Selected text.
start
The company: Zannel’s Instant Media Messaging platform lets users network from their phones with videos, pictures and text. It’s positioned to take on textcentric social networking and micro-blogging leader Twitter.
The founders: CEO Adam Zbar, 38; CTO Braxton Woodham, 36; and vice president of technology Harry Evans, 32
The difference: Multimedia is key to Zannel’s success. Its service takes advantage of the many mobile phones that now come with still and video cameras, can embed updates on Facebook and MySpace, and is now optimized for viewing on Apple’s iPhone.
In their words: "The good news is that a number of the major challenges facing mobile social networking--such as mobile web adoption, carrier walled gardens, 3G network rollouts--are rapidly disappearing as the mobile ecosystem evolves," says Zbar. "The remaining challenge is to create a true mobile social networking experience that leverages a phone’s unique capabil-ities vs. trying to duplicate the online experience."
end
Written problem 1. Edit the records from their first line through the line containing "[113,50,123,58]", replacing "narrow trail" with "dirt path" and leaving everything else unchanged.

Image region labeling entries
start
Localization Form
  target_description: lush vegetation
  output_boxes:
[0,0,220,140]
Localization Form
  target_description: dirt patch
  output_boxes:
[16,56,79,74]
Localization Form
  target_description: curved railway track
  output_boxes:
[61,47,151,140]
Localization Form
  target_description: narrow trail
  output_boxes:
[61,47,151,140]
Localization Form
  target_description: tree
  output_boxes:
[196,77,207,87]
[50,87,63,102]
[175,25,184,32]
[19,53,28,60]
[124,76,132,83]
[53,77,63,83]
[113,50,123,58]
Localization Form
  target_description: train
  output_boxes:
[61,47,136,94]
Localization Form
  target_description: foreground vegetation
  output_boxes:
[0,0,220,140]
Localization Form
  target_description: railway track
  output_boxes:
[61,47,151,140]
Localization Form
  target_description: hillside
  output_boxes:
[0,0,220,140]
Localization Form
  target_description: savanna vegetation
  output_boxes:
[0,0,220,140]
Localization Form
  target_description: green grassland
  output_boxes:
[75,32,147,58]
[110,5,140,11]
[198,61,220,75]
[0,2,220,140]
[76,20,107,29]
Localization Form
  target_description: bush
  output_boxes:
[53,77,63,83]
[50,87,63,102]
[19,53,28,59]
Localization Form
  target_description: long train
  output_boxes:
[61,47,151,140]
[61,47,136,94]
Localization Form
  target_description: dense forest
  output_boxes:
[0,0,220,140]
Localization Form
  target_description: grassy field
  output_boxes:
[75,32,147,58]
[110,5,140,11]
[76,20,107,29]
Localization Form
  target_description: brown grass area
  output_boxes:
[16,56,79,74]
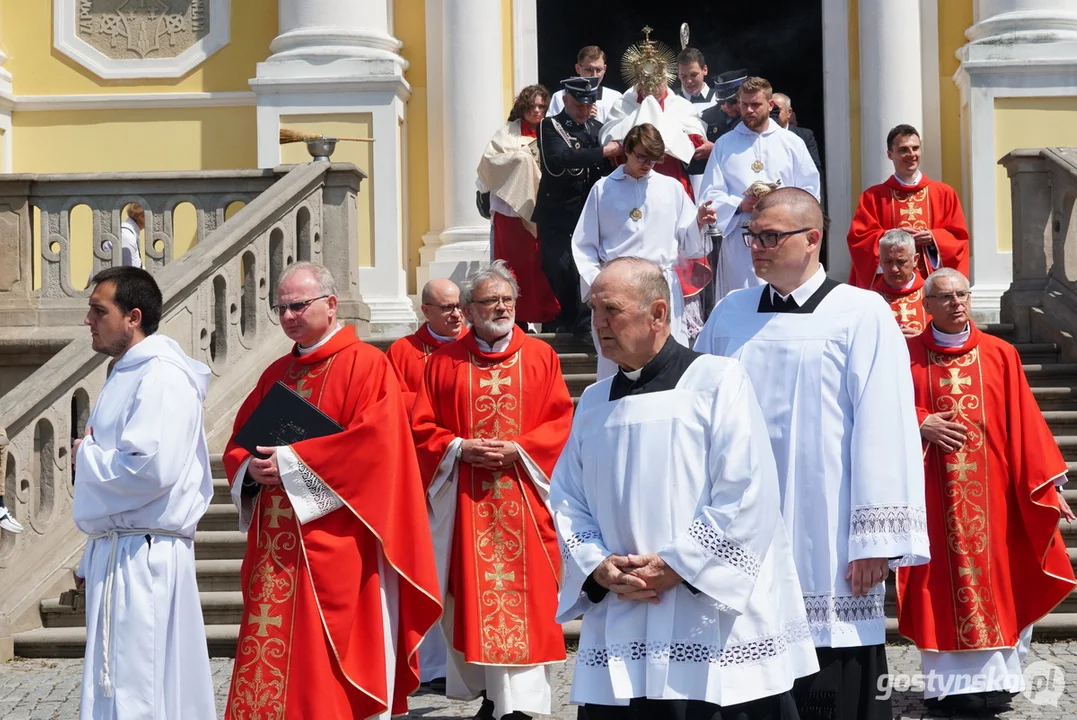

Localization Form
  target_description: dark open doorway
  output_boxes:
[535,0,825,160]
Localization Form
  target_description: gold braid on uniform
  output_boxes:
[620,27,676,97]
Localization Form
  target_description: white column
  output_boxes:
[251,0,416,335]
[418,0,505,284]
[954,0,1077,322]
[859,0,924,187]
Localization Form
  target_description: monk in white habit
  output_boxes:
[699,77,820,299]
[572,123,714,380]
[696,187,929,720]
[550,257,819,720]
[871,228,927,338]
[411,260,572,720]
[72,266,216,720]
[884,267,1077,712]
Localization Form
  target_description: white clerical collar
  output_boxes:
[932,323,973,348]
[426,324,462,343]
[296,323,344,357]
[894,170,924,187]
[733,117,782,136]
[767,265,826,308]
[475,325,516,353]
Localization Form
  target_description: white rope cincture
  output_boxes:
[89,527,187,697]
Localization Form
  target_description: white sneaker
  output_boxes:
[0,508,23,535]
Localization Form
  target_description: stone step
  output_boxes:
[41,590,243,627]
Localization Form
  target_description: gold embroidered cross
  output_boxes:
[939,367,973,395]
[482,472,513,500]
[486,563,516,590]
[478,370,513,396]
[263,495,292,530]
[946,452,976,481]
[248,603,280,637]
[957,565,983,585]
[900,200,924,223]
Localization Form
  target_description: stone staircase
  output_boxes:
[15,325,1077,658]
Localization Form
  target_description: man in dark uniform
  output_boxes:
[531,77,621,333]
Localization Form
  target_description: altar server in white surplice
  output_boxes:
[72,267,216,720]
[550,257,819,720]
[572,123,714,380]
[699,77,820,299]
[696,187,928,720]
end
Written problem 2. In the Zannel profile, condense the paragraph beginning "The difference:" into a short bulleted list that keeps its main facts.

Worked solution 1.
Localization Form
  target_description: lush vegetation
  output_boxes:
[0,0,220,140]
Localization Form
  target_description: dirt patch
  output_boxes:
[16,56,79,74]
Localization Form
  target_description: curved railway track
  output_boxes:
[61,47,151,140]
Localization Form
  target_description: dirt path
  output_boxes:
[61,47,151,140]
Localization Form
  target_description: tree
  output_boxes:
[196,77,207,87]
[50,87,63,102]
[175,25,184,32]
[19,53,28,60]
[124,76,132,83]
[53,77,63,83]
[113,50,123,58]

Worked solution 2.
- Multimedia is central to Zannel's success.
- The service takes advantage of the many mobile phones that now have still and video cameras.
- It can embed updates on Facebook and MySpace.
- It is now optimized for viewing on Apple's iPhone.